### WHAT NEEDS TO BE DONE
Print the entries exactly; no image belongs in the copy.

### PROVIDED ENTRIES
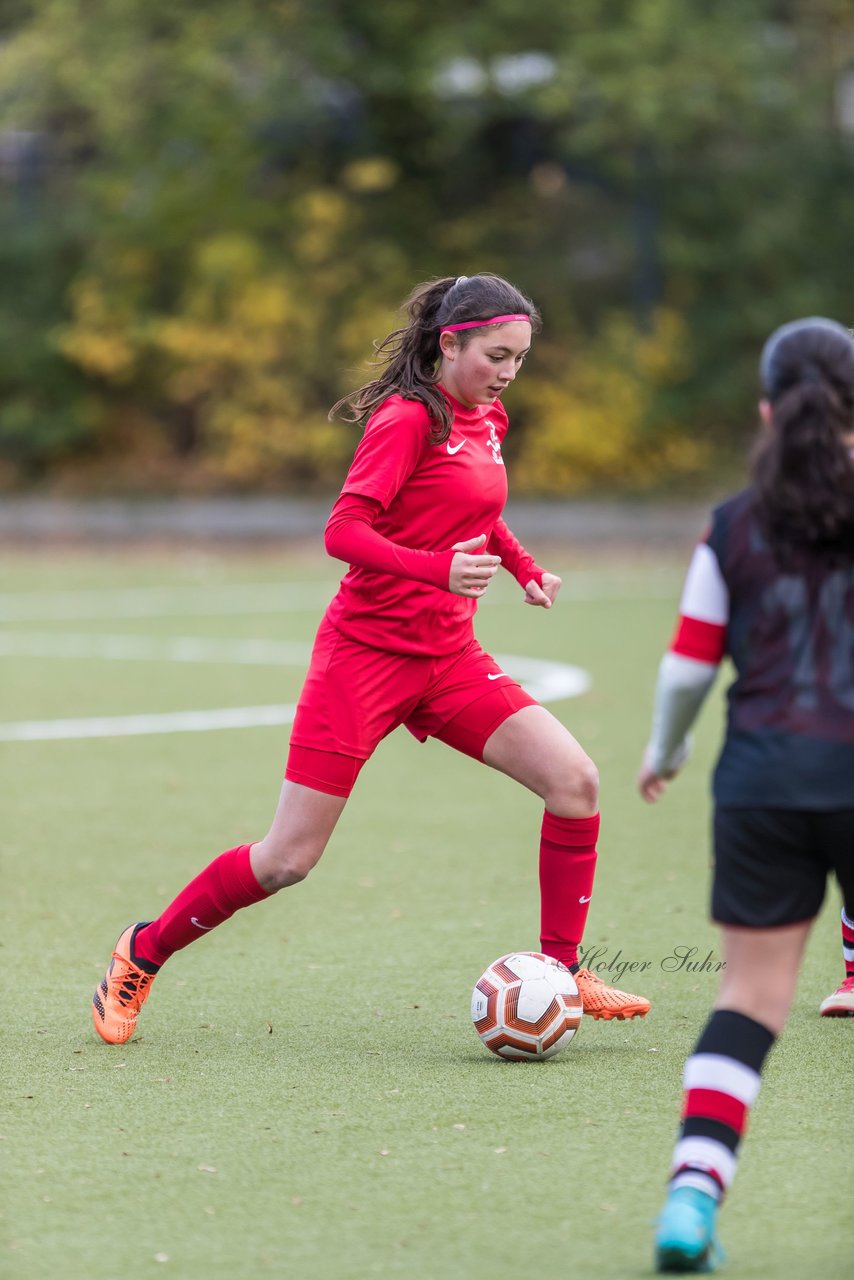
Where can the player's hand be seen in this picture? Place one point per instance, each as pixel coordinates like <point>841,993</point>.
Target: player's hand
<point>652,785</point>
<point>544,594</point>
<point>471,574</point>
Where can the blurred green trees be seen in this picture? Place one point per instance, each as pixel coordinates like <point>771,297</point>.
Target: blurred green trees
<point>209,213</point>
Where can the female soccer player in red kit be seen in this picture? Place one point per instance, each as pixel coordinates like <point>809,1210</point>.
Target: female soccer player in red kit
<point>772,586</point>
<point>419,524</point>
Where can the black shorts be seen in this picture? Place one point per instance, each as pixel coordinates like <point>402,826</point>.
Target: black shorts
<point>771,865</point>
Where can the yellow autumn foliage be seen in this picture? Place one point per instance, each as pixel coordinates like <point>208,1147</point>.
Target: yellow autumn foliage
<point>590,424</point>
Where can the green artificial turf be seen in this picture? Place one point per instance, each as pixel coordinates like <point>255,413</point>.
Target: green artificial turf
<point>306,1096</point>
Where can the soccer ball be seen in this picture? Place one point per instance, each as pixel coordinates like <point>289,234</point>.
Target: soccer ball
<point>526,1006</point>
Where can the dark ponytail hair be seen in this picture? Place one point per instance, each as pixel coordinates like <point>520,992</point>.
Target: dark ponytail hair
<point>803,470</point>
<point>409,357</point>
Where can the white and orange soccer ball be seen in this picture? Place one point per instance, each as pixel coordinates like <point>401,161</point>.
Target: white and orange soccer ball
<point>526,1006</point>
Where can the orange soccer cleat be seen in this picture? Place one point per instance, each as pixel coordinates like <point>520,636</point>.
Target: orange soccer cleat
<point>603,1001</point>
<point>122,992</point>
<point>840,1002</point>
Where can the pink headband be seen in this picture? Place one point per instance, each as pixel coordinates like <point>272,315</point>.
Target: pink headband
<point>480,324</point>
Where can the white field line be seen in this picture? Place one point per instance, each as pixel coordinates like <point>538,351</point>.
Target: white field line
<point>129,648</point>
<point>272,598</point>
<point>547,681</point>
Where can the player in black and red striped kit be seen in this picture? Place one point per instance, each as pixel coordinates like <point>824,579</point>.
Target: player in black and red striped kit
<point>772,588</point>
<point>419,521</point>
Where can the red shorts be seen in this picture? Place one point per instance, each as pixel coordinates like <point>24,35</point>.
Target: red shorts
<point>355,695</point>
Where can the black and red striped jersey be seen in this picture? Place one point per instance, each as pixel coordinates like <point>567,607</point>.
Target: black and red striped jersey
<point>789,631</point>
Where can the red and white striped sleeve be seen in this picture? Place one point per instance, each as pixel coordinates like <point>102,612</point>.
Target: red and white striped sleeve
<point>690,664</point>
<point>703,611</point>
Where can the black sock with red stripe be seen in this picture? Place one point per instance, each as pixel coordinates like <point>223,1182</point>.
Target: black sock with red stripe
<point>722,1079</point>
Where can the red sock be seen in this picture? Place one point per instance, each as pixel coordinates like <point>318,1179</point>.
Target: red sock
<point>567,867</point>
<point>224,886</point>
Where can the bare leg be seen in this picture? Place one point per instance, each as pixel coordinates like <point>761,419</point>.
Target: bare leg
<point>304,822</point>
<point>537,750</point>
<point>761,972</point>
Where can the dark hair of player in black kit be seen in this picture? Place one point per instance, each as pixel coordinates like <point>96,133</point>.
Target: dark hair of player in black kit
<point>409,357</point>
<point>803,469</point>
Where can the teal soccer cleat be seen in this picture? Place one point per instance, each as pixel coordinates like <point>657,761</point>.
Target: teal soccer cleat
<point>685,1233</point>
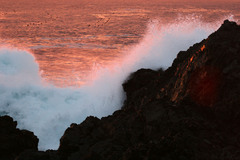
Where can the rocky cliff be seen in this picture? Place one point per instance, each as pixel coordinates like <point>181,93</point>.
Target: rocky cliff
<point>190,111</point>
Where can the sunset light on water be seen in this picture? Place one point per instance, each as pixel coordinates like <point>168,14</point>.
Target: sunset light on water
<point>61,61</point>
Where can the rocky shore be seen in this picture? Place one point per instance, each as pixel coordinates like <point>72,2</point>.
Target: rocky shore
<point>191,111</point>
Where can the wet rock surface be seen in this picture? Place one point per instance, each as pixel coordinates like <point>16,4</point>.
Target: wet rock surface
<point>14,141</point>
<point>190,111</point>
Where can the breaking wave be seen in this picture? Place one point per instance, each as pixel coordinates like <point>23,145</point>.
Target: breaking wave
<point>48,110</point>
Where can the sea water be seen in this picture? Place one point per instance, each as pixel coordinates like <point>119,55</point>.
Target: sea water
<point>60,64</point>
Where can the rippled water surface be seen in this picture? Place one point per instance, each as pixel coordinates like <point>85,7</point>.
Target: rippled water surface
<point>71,38</point>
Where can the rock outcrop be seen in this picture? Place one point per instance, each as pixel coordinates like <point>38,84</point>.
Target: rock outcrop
<point>14,141</point>
<point>191,111</point>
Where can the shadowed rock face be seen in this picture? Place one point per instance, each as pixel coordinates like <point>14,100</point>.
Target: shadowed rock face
<point>190,111</point>
<point>14,141</point>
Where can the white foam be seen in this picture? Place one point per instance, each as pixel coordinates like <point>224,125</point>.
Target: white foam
<point>48,111</point>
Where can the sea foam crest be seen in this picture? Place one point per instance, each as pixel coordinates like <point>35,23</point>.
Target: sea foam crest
<point>48,110</point>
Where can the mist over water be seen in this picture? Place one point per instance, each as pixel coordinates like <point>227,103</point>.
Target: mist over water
<point>48,110</point>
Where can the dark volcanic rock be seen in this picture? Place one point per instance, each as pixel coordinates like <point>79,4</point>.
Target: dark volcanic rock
<point>189,111</point>
<point>14,141</point>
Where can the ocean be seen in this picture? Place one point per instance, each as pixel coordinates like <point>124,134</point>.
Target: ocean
<point>63,60</point>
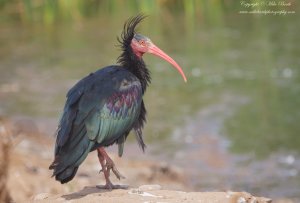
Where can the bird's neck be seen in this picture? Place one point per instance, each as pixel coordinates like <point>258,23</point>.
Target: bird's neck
<point>136,65</point>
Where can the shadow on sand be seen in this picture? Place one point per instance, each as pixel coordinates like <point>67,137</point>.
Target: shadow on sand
<point>87,191</point>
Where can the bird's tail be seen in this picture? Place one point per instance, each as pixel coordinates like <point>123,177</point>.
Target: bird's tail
<point>67,161</point>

### ANSWER SPACE
Where can the player's hand be seen in this picture? Place one point per instance, each as pixel coordinates like <point>841,993</point>.
Target: player's hand
<point>652,785</point>
<point>544,594</point>
<point>471,574</point>
Where can the blurred green trees be seen in this picture? Place one point per instance, each as pixel coordinates like <point>771,297</point>.
Target: blurred green trees
<point>209,213</point>
Where can the female soccer player in red kit be seen in this picture? Place one point per instance, each as pixel coordinates like <point>809,1210</point>.
Target: female soccer player in red kit
<point>772,586</point>
<point>419,524</point>
Where can the black shorts be seen in this picture? Place one point per instance, each as pixel coordinates like <point>402,826</point>.
Target: black shorts
<point>771,865</point>
Where can the yellow autumn foliage be seen in this picture? Place one point per instance, each as pixel coordinates like <point>208,1147</point>.
Target: yellow autumn foliage
<point>590,424</point>
Where can the green artificial turf be seen in this picture? Place one point per instance, each as pixel coordinates like <point>255,413</point>.
Target: green artificial turf
<point>306,1096</point>
Where can the soccer ball be seen in this picture? Place one point per instance, each as pixel coordinates like <point>289,234</point>.
Target: soccer ball
<point>526,1006</point>
Where can the dark ponytail hair be seen in this picture? Place one point per instance, each as pixel coordinates like <point>520,992</point>.
Target: dark ponytail hair
<point>803,470</point>
<point>409,357</point>
Where can the white and orange soccer ball be seen in this picture? Place one point per instance, each as pixel coordinates like <point>401,161</point>.
Target: white and orange soccer ball
<point>526,1006</point>
Where can the orange soccer cleat be seen in this picture? Place one point per instance, each as pixel coordinates like <point>520,636</point>.
Target: orange soccer cleat
<point>603,1001</point>
<point>122,992</point>
<point>840,1002</point>
Where can the pink headband be seen in this picture? Place one point per instance, each as pixel coordinates like <point>272,315</point>.
Target: pink headband
<point>480,324</point>
Where can the white field line be seen in this picture? Place one point per instance, each as pixel coordinates like <point>538,351</point>.
Target: white field line
<point>129,648</point>
<point>272,598</point>
<point>547,681</point>
Where can the player in black and red striped kit be seen in this picture? Place one point per instance, each as pixel coordinates like <point>824,579</point>.
Target: player in black and red striped kit
<point>772,588</point>
<point>419,521</point>
Where can the red shorts be seen in this picture? Place one point per instance, each as pixel coordinates like <point>24,35</point>.
Target: red shorts
<point>355,695</point>
Where can the black and red striped jersey be seen in this picture? Place one point per instance, each as pixel coordinates like <point>567,607</point>.
Target: black and red striped jersey
<point>789,631</point>
Where can the red and white striped sleeve be seen in this picture? Place one point per instance, each as pixel coordinates like <point>102,612</point>.
Target: red and white striped sleeve
<point>690,664</point>
<point>703,611</point>
Where can the black sock with red stripe be seen in this picture? Place one point per instance, each as pixel coordinates like <point>223,1182</point>.
Target: black sock with red stripe
<point>722,1079</point>
Where can the red sock be seen in this picture? Place one point per instance, each as pixel coordinates like <point>318,1179</point>.
Target: red sock
<point>567,867</point>
<point>224,886</point>
Where can the bare leg be seen in this picture? Place one point per instance, each as pixel coordinates like <point>761,419</point>.
Target: bare leg
<point>304,822</point>
<point>537,750</point>
<point>761,972</point>
Where can the dark hair of player in black kit be seen in this picture? Place one point per instance, each as pixel coordinates like <point>96,133</point>.
Target: dark hair of player in black kit
<point>409,357</point>
<point>803,469</point>
Where can the teal soccer cleat be seen in this picture? Place one point per instance, each as pixel coordinates like <point>657,761</point>.
Target: teal soccer cleat
<point>685,1233</point>
Where can the rocky cliff be seen in this picture? Place one point per instance, each as pixel coordinates like <point>181,93</point>.
Target: rocky cliff
<point>190,111</point>
Where can the sunset light on water be seen in this picture? Place one point per instance, each as pixel coordinates like <point>168,14</point>.
Target: sunset light on water
<point>61,61</point>
Where can the rocky shore be seen in this picture? Place one point per instance, each as pixel coordinates like <point>72,2</point>.
Target: rocky shore
<point>191,111</point>
Where can the wet rock surface be seen in this picture? Place one point per instance, each as pixel coordinates like <point>16,4</point>.
Target: wet rock surface
<point>14,141</point>
<point>190,111</point>
Where can the breaking wave be seen in this picture? Place one point per instance, each as pixel coordinates like <point>23,145</point>.
Target: breaking wave
<point>48,110</point>
Where can the sea water be seen in this picture? Place one point per instance, each as pixel coordinates like <point>119,55</point>.
Target: sea water
<point>60,64</point>
Where can the rippled water surface be seen in this picture? Place one point per instance, each as pixel coordinates like <point>85,7</point>.
Target: rippled water surface
<point>71,38</point>
Where can the rock outcrop be seen in this picture? Place one point per instance, each as pixel coordinates like <point>38,84</point>.
Target: rock outcrop
<point>14,141</point>
<point>191,111</point>
Where can the shadowed rock face be seen in this picture? Place one point per instance, each as pixel coordinates like <point>14,100</point>.
Target: shadowed rock face
<point>190,111</point>
<point>14,141</point>
Where can the white foam be seen in this picture? Place one point per instance, each as pixel coordinates like <point>224,125</point>.
Target: white foam
<point>48,111</point>
Where can the sea foam crest be seen in this picture? Place one point per instance, each as pixel coordinates like <point>35,23</point>.
Target: sea foam crest
<point>48,110</point>
Where can the mist over water be seen in this picture? Place one point per instance, each as pixel coordinates like <point>227,103</point>.
Target: mist over water
<point>48,110</point>
Where can the dark volcanic rock be seen in this picture? Place one point per instance, each as pixel coordinates like <point>79,4</point>.
Target: dark volcanic rock
<point>189,111</point>
<point>14,141</point>
Where can the ocean be seen in this picture? Place one point per instance, each as pixel coordinates like <point>124,134</point>.
Target: ocean
<point>63,60</point>
Where can the bird's neck be seen in this picture? Place one point per instance, each as pixel coordinates like <point>258,23</point>.
Target: bird's neck
<point>136,65</point>
Where can the shadow on sand be seen in this picture? Place one point per instance, each as pixel coordinates like <point>67,137</point>.
Target: shadow on sand
<point>87,191</point>
Where can the bird's tail be seen in this picture? Place one point per instance, each as pixel coordinates like <point>123,177</point>.
Target: bird's tail
<point>67,161</point>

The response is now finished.